- **Entries from a pointing dataset**:
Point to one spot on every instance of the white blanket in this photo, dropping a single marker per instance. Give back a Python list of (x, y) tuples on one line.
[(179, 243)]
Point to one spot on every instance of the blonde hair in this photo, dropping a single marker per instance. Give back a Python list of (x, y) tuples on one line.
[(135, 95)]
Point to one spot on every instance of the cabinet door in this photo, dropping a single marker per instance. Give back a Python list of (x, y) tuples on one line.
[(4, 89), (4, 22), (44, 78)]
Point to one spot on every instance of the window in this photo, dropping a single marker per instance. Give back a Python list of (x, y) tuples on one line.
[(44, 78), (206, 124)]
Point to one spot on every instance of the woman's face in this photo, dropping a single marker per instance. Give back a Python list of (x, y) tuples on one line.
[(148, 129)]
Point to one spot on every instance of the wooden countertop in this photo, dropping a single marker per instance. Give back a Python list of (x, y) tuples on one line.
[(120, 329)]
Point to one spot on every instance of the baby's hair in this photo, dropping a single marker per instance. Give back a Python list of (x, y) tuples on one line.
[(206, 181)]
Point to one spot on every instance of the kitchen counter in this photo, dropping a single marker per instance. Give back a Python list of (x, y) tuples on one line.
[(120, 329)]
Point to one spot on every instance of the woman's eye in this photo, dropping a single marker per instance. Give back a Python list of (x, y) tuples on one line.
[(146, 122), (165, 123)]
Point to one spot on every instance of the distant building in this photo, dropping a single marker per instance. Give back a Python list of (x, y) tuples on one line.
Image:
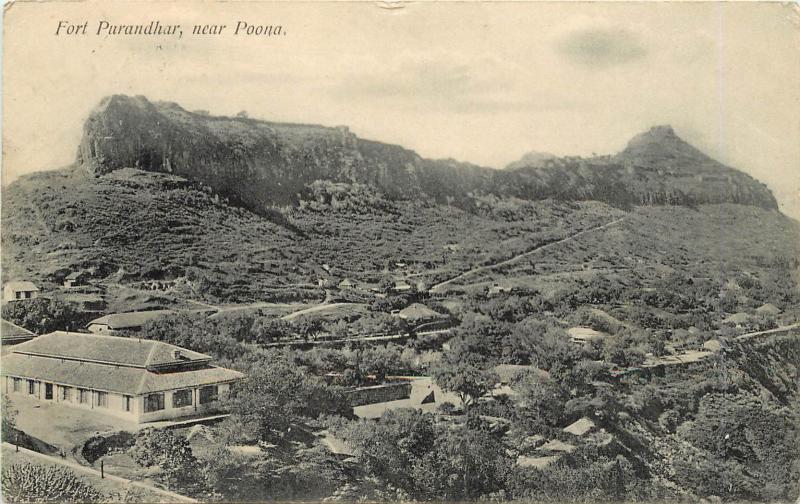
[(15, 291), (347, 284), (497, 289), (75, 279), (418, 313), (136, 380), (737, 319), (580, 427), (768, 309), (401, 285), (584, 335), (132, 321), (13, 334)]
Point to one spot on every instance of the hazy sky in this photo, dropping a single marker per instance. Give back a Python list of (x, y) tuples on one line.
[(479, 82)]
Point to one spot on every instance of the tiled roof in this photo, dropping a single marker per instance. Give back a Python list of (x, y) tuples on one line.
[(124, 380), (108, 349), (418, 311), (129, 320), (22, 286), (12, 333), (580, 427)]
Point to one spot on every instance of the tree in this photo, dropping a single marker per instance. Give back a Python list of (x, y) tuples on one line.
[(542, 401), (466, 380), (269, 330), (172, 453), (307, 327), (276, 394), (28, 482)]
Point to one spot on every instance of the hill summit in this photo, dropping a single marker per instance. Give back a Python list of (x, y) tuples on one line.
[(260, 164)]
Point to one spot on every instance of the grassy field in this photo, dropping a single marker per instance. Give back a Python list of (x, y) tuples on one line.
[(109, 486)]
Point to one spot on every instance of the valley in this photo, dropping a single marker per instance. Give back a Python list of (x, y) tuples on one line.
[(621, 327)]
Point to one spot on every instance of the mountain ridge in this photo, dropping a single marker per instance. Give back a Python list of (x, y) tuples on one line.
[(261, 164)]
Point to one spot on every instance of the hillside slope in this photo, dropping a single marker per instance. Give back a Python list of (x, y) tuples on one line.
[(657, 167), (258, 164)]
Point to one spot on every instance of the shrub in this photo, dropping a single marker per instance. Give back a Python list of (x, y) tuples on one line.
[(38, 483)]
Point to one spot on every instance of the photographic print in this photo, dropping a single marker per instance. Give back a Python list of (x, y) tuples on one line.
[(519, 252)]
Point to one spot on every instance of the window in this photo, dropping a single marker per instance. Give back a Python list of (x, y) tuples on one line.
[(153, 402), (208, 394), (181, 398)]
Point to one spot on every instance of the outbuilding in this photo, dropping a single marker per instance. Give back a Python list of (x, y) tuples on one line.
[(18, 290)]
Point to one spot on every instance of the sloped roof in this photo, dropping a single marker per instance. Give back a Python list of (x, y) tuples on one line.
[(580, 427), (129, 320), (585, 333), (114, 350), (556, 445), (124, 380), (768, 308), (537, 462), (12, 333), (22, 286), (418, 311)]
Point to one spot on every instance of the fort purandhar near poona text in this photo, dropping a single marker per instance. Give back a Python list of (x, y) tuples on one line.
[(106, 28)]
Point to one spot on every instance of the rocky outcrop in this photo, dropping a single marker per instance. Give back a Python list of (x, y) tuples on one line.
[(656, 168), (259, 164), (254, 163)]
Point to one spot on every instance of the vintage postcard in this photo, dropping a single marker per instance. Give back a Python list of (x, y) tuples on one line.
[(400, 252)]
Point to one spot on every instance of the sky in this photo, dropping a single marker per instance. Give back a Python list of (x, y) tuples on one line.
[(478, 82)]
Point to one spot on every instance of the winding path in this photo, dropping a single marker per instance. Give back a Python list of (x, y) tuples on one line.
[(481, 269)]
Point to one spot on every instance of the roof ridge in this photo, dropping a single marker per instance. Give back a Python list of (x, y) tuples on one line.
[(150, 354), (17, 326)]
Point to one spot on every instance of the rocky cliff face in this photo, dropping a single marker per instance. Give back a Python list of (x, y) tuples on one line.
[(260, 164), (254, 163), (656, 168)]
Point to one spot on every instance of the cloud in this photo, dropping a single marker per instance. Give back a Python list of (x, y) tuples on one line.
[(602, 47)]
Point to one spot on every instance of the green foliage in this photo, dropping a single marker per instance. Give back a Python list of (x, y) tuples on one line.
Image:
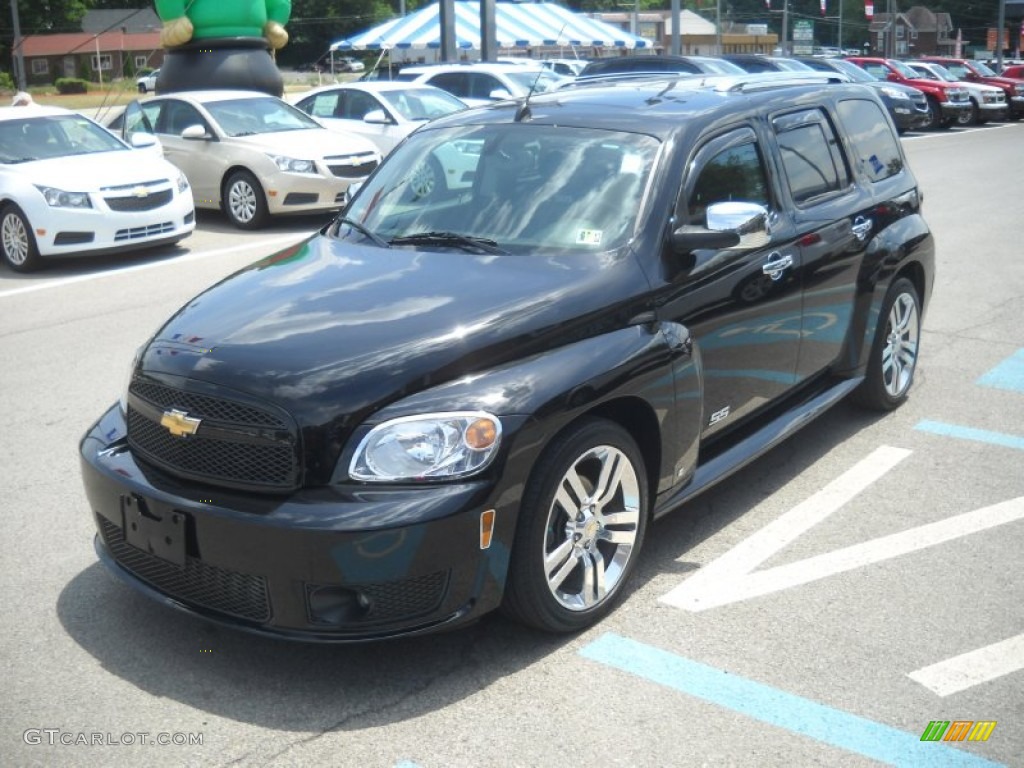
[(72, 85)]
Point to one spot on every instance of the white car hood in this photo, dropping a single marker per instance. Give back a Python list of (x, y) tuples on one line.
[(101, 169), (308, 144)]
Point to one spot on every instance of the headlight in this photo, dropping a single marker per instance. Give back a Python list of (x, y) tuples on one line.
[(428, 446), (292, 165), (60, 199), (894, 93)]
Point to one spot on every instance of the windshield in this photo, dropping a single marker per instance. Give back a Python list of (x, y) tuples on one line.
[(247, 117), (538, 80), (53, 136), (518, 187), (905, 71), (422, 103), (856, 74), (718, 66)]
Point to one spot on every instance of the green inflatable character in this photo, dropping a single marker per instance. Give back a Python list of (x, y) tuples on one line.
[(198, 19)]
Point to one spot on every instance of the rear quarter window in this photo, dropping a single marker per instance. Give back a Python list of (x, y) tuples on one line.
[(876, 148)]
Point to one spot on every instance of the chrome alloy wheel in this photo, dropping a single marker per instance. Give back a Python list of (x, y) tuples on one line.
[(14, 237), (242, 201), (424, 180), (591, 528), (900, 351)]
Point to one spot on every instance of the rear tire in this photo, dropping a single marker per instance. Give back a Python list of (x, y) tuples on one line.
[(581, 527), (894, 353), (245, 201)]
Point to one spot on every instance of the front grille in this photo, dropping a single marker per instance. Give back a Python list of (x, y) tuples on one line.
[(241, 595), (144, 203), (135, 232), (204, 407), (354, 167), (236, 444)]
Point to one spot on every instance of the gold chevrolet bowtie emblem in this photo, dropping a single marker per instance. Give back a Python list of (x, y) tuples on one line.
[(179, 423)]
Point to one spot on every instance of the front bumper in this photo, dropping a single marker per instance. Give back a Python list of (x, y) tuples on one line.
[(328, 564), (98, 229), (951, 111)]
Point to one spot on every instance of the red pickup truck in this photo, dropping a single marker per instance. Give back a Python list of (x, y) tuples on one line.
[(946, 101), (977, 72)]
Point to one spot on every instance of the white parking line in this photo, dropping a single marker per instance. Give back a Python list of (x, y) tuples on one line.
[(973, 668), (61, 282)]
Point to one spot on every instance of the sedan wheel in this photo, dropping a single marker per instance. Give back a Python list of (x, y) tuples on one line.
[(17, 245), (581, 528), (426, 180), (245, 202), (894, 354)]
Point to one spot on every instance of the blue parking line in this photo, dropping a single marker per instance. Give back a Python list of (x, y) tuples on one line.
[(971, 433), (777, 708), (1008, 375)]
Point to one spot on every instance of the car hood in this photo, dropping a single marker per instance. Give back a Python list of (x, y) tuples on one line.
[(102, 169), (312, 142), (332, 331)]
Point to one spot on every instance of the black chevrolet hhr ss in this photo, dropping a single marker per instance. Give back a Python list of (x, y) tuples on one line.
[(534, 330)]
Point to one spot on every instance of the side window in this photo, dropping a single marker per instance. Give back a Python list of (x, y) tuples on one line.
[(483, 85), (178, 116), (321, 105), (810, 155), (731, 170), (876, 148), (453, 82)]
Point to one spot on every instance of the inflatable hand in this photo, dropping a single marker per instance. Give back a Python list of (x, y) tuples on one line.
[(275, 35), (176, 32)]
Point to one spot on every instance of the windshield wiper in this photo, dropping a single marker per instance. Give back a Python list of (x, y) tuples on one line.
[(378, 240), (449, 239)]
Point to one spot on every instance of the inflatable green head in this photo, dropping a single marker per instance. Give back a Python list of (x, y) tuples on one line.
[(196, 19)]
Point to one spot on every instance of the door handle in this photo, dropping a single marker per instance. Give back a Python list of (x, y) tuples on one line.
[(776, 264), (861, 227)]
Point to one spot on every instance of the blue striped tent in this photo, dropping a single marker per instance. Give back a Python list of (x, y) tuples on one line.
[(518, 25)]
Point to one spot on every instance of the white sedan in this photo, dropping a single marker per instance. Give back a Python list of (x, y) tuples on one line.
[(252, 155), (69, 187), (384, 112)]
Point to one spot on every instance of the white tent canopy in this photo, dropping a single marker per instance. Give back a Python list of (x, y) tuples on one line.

- **Aim**: Lay out the entries from the line with "Point to one spot on every instance of the tree" through the line with "[(261, 164)]" as a Markdown table with the columns Row and Content, numbering each line and skipping any blank lines.

- **Response**:
| Row | Content |
|---|---|
| 1 | Point to one spot on every instance of the tree in this photo, dropping a single marker per instance. Give back a Python list of (x, y) tuples on one line. |
| 2 | [(542, 401), (466, 380), (269, 330), (172, 453), (307, 327), (276, 394), (28, 482)] |
| 3 | Point to one spot on every instance of the hill summit in this photo, dropping a single marker per instance. Give back a Python list of (x, y) tuples on one line. |
| 4 | [(260, 164)] |
| 5 | Point to one spot on every instance of the grassy field in this photo, dropping a single marker per instance. Give back a Python list of (x, y) tuples on one line. |
| 6 | [(109, 486)] |
| 7 | Point to one spot on every instance of the valley in this photo, dropping a single marker per instance. Give back a Python list of (x, y) tuples on one line. |
| 8 | [(621, 327)] |
| 9 | Point to one spot on every instance of the mountain ridge in this photo, dropping a single marker per instance. Give back a Python list of (x, y) tuples on one line. |
| 10 | [(261, 164)] |